** PROBLEM **
Set out the material below as a numbered list, with one line per item and any blank lines left out.
start
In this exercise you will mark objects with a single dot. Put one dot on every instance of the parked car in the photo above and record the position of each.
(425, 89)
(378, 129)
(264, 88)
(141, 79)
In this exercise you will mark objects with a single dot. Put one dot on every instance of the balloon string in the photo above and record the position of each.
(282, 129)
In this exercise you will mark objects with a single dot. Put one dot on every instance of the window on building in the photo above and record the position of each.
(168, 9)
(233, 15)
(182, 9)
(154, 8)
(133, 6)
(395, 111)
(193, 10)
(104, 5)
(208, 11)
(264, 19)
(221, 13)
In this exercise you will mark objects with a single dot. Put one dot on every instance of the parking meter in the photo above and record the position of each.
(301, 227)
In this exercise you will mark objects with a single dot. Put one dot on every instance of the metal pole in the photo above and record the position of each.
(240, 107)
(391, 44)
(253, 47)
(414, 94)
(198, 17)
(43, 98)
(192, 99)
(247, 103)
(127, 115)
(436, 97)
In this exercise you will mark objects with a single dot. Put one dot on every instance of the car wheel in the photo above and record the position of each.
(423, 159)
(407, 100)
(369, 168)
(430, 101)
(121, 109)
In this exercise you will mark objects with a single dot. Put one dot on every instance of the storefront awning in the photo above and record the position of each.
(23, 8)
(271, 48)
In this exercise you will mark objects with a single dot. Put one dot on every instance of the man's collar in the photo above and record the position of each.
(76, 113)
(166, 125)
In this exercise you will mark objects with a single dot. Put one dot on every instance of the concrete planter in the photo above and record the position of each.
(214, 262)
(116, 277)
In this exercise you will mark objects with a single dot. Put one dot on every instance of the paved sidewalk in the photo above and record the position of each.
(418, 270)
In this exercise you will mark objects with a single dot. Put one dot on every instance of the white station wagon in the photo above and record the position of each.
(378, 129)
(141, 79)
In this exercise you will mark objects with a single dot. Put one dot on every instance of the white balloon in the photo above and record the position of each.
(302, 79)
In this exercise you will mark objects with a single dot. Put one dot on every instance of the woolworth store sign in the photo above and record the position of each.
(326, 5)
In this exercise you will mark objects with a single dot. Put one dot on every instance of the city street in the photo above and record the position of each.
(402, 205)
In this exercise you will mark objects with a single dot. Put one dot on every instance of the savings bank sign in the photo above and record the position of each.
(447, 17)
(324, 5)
end
** RESPONSE TO THIS EXERCISE **
1. In this exercise you will mark objects with a single dot. Put one dot on every instance of the parked car in the photo above and record the position of each.
2. (425, 89)
3. (378, 129)
4. (264, 88)
5. (141, 79)
6. In this exercise you will mark objects with a single dot. Put one dot on every instance of the balloon string in the photo above and record the position of each.
7. (282, 129)
8. In this exercise you will mark objects with a single dot. Put one dot on every instance of the window on building in the photo above and record the position of each.
9. (168, 9)
10. (233, 15)
11. (182, 9)
12. (154, 8)
13. (133, 6)
14. (395, 111)
15. (193, 10)
16. (104, 5)
17. (208, 11)
18. (264, 19)
19. (221, 13)
20. In this exercise you will mark objects with a single dot. Put one dot on every instance of the parking meter in the photo above and record the position of each.
21. (301, 227)
22. In this exercise you will mark objects with a single dot. Put one dot on every instance of the metal pole in the photo above and record the position of each.
23. (240, 107)
24. (391, 44)
25. (253, 47)
26. (414, 94)
27. (198, 17)
28. (43, 98)
29. (192, 99)
30. (247, 103)
31. (127, 115)
32. (436, 97)
33. In this exercise you will mark objects with a single dot. Put one dot on every instance of the car wheel in the photo above and record the position of each.
34. (423, 159)
35. (407, 100)
36. (369, 168)
37. (430, 101)
38. (121, 109)
39. In this exercise you will mark objects with a single dot. Put one dot on every instance of the storefront awning in the photo above and record the position of each.
40. (23, 8)
41. (271, 48)
42. In this exercise you will mark objects with a single dot. Put one dot on every instance of the man's collar in the photo above and record the position of each.
43. (76, 113)
44. (166, 125)
45. In this exercise you will mark objects with a single dot. Put one dot on every instance of the concrete planter in the photo above and record the position of each.
46. (214, 262)
47. (116, 277)
48. In this exercise you will mark objects with a single dot. Put one dot on every instance of the paved sidewalk in the photo above and record the position of each.
49. (418, 270)
50. In this exercise you will mark objects with a single dot. Put one dot on every instance of the white station wagon in the photo above and record the position of each.
51. (378, 129)
52. (141, 79)
53. In this exercise you will mark objects with a single dot. Put one dot on every instance of the white balloon in the photo above and record the position of each.
54. (302, 79)
55. In this exercise you will mark objects with a single dot. Put one dot on every instance of the woolworth store sign in the photo above and record the position of each.
56. (326, 5)
57. In this exercise you will mark objects with a single dot. Put one dot on every instance of the city street in the photo above and record the position of each.
58. (402, 205)
59. In this exercise you will mark objects with a single dot. Put one dot on every instance of the savings bank sign in the photo above and record the position of each.
60. (447, 17)
61. (324, 5)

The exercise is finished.